What the exercise asks – Since pictures are not part of the copy, please output only the lines from the one with "on the steel" through the end of the data below, exactly as written.
╭──
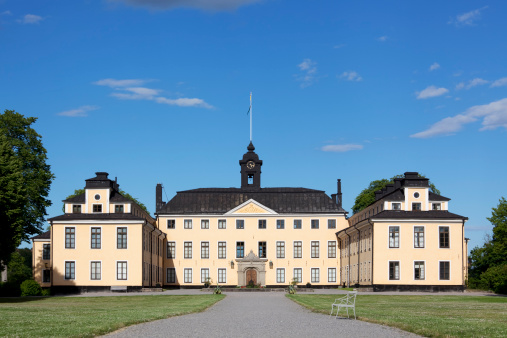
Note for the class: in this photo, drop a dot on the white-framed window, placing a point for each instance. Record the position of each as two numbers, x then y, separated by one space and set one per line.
298 249
95 270
121 270
222 250
419 270
331 275
298 275
187 249
280 249
315 275
171 250
204 275
171 275
187 275
394 270
222 275
280 275
204 223
418 237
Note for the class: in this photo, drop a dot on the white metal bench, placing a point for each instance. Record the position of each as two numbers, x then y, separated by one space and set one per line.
119 288
347 301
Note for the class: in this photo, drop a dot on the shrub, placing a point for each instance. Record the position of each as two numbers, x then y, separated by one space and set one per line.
30 288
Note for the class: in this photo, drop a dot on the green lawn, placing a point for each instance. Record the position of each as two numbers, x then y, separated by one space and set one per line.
71 316
431 316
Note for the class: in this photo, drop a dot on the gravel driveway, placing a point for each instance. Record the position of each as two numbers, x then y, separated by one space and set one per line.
260 315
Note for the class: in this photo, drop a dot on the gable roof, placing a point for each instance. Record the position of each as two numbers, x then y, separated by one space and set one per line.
222 200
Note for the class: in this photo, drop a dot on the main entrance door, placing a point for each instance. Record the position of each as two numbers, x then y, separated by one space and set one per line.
251 275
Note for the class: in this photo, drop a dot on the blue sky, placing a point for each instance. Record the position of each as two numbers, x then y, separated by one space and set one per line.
151 91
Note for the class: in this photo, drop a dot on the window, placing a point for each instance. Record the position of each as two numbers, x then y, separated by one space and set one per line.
315 275
394 237
262 249
418 237
171 250
331 249
240 224
298 224
187 250
315 223
419 270
280 224
70 238
298 275
95 270
280 275
204 275
204 223
70 270
121 238
204 249
46 251
315 249
171 275
96 238
280 249
46 276
222 223
262 224
331 275
298 249
222 250
331 224
121 270
222 275
445 270
240 249
171 224
394 270
443 233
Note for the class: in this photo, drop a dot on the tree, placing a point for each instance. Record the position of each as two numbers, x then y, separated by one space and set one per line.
367 196
123 193
25 179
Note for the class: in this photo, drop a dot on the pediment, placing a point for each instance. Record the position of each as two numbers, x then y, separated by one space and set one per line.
251 207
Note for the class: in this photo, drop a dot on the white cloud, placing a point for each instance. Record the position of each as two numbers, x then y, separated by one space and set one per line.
341 148
472 83
494 115
214 5
351 76
79 112
434 66
468 18
500 82
309 70
31 19
431 91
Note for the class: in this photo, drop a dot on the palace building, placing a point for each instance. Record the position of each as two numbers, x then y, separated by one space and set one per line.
407 239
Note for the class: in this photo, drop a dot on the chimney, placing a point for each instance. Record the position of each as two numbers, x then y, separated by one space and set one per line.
158 197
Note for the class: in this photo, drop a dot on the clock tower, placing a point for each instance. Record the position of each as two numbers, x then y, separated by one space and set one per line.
250 169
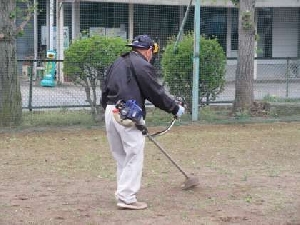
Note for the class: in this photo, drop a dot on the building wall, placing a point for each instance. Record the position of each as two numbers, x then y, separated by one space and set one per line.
285 32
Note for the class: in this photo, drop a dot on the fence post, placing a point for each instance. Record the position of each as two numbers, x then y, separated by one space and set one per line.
287 77
30 89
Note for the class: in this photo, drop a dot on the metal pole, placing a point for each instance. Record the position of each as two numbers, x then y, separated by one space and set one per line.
35 39
30 89
182 26
196 62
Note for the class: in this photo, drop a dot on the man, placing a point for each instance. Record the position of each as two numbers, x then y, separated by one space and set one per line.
132 77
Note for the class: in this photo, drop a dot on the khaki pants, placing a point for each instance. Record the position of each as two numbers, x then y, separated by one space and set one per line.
127 147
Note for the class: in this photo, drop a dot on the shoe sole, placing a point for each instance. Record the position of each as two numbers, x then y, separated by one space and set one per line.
130 207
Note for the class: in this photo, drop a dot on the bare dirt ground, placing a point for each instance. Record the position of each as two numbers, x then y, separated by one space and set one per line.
249 174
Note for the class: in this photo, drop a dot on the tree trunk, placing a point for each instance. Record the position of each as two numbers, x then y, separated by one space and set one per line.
10 94
244 95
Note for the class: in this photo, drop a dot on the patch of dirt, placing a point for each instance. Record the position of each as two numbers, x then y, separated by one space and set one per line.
249 174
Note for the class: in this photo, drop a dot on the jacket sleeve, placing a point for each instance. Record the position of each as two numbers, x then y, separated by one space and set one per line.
153 91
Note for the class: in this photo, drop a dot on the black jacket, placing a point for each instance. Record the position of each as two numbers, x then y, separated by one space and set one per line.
132 77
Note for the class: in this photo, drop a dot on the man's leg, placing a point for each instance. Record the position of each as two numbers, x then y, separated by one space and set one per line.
130 179
114 140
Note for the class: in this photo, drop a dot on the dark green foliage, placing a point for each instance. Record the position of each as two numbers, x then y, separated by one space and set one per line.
178 68
90 56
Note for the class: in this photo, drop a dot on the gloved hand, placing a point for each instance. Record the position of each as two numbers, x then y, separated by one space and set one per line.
181 111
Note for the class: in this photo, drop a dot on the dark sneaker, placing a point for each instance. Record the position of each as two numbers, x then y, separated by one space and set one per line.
132 206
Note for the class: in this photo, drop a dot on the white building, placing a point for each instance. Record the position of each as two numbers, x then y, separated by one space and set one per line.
278 25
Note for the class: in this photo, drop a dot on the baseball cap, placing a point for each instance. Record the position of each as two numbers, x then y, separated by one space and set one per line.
142 41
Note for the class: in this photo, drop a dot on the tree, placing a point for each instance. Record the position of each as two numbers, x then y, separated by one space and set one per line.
10 93
244 96
86 61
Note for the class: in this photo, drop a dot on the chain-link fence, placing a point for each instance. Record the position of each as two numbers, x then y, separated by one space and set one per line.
58 23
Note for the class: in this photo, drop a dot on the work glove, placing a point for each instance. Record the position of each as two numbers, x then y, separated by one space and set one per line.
181 111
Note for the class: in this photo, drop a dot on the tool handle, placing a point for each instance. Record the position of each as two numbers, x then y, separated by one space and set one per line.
167 155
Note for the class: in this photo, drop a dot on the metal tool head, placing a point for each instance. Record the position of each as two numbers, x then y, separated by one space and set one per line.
190 183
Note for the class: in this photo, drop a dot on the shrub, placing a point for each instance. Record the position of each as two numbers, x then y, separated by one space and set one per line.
86 61
177 68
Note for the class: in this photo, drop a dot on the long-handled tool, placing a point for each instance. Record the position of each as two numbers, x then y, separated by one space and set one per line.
130 111
190 181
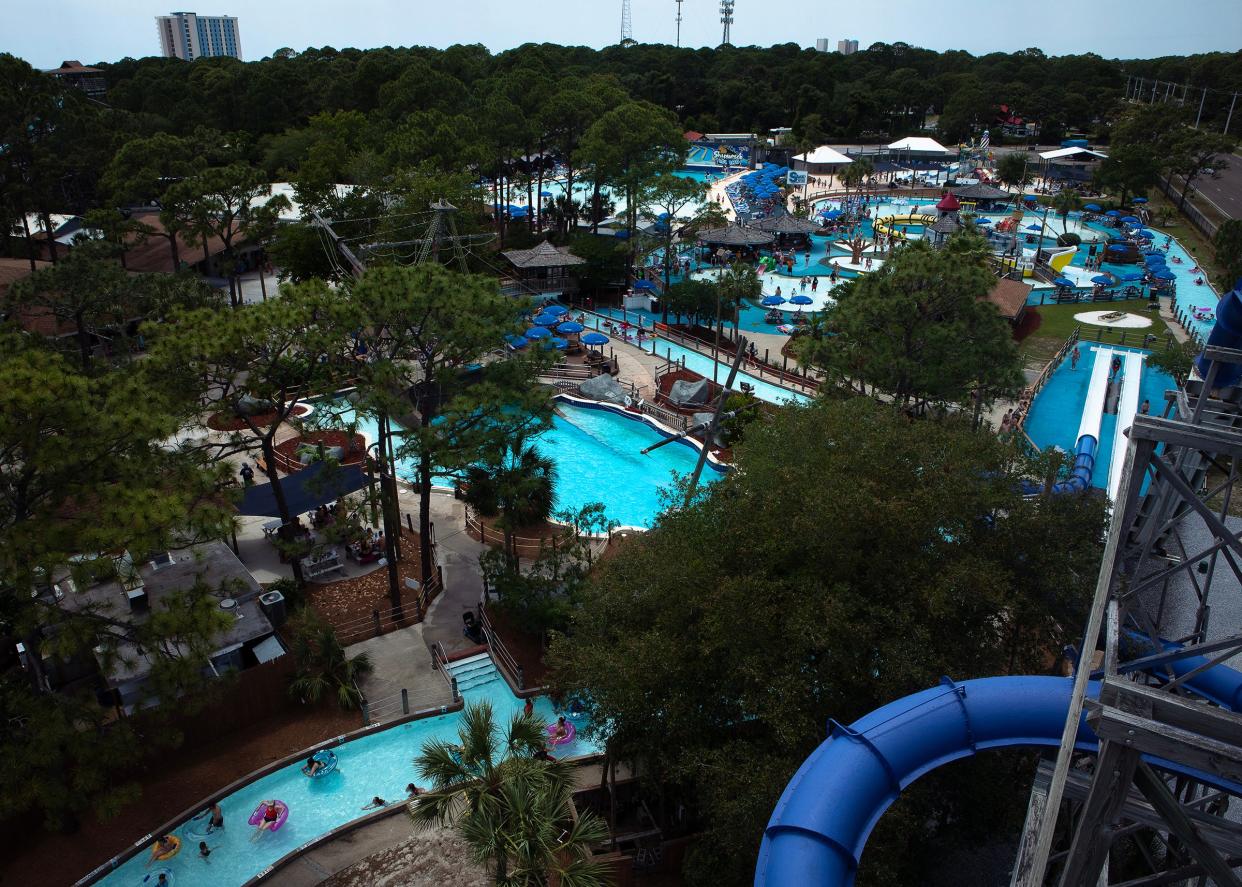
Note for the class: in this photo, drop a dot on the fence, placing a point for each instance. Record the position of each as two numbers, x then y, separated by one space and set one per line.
501 655
383 620
1194 215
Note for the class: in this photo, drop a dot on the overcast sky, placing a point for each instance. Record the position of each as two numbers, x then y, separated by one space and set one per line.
106 30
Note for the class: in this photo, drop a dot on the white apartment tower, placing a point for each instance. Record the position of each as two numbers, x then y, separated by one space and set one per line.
189 36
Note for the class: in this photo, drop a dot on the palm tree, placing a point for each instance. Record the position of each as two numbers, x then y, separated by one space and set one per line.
519 488
513 810
323 666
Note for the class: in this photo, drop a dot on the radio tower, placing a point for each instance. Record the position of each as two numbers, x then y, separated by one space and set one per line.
725 19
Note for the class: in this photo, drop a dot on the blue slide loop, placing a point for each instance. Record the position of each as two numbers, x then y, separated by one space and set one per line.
821 823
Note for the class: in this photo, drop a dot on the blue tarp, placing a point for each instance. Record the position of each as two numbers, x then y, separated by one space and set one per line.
304 490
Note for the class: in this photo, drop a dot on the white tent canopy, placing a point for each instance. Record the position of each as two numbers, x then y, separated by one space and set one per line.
824 154
919 144
1062 153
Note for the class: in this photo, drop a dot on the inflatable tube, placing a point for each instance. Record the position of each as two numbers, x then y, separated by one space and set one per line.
564 741
886 224
820 826
326 757
1227 333
282 814
170 854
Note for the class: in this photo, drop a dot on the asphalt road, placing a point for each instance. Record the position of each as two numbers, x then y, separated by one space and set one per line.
1225 188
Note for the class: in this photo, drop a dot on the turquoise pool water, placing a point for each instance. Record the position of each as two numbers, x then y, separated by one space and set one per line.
598 460
380 764
1058 408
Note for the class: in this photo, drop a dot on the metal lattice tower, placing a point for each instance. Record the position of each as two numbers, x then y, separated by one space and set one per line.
1170 749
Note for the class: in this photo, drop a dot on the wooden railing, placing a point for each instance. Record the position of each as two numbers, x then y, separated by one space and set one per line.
501 655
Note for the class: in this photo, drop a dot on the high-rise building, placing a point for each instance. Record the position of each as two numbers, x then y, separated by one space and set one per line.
189 36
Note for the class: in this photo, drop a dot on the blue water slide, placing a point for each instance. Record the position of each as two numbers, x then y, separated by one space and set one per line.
1226 333
820 826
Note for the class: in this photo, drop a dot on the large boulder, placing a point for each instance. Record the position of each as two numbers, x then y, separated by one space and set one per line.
602 388
689 393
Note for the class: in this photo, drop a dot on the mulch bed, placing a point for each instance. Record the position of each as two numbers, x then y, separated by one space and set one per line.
227 421
347 601
39 857
354 449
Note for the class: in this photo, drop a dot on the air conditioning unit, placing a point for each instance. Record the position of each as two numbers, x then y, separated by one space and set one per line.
272 604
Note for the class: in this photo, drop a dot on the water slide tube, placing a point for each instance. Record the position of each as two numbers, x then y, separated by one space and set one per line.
820 826
1127 408
1227 333
1088 429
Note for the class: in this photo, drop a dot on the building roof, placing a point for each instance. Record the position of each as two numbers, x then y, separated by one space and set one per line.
13 270
824 154
981 191
543 256
1065 153
1010 296
734 235
785 224
154 254
922 144
72 67
214 564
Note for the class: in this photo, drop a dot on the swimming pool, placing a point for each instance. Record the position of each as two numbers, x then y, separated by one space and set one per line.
598 460
379 764
1058 408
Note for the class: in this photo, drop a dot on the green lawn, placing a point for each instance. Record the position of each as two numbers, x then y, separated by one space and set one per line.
1057 322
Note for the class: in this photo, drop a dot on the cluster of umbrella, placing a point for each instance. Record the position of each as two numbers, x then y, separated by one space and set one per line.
549 319
776 301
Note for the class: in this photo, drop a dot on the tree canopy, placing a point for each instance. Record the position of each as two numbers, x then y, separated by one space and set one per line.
852 558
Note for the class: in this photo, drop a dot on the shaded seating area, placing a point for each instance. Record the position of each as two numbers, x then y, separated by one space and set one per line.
544 268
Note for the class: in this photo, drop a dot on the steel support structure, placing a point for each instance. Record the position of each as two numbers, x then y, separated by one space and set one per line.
1168 757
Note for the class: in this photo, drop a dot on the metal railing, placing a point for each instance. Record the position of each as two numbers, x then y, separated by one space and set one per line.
501 655
440 662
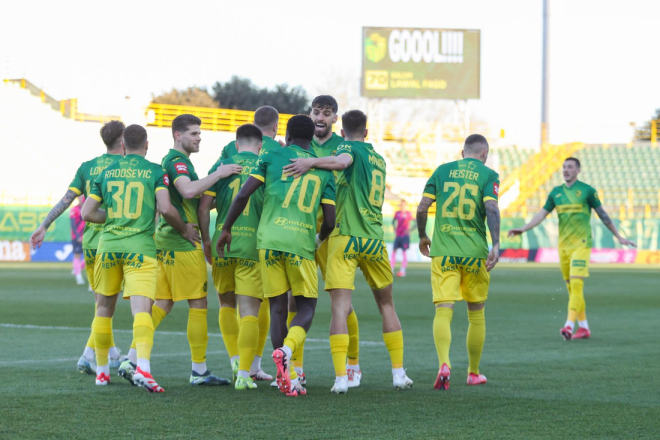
╰──
Written answer –
Note for the class: in this photo, drop a dot on the steel support structure, placing a point for each instance. Record the position of each as two numbers, x then y, separated by one space and set one per line.
1168 757
Note for the class: in this photo, drop a dot on the metal railing, placing a point for each instance. Record the position of each as two numbers, x then y, separated by one space and set one per line.
501 655
440 662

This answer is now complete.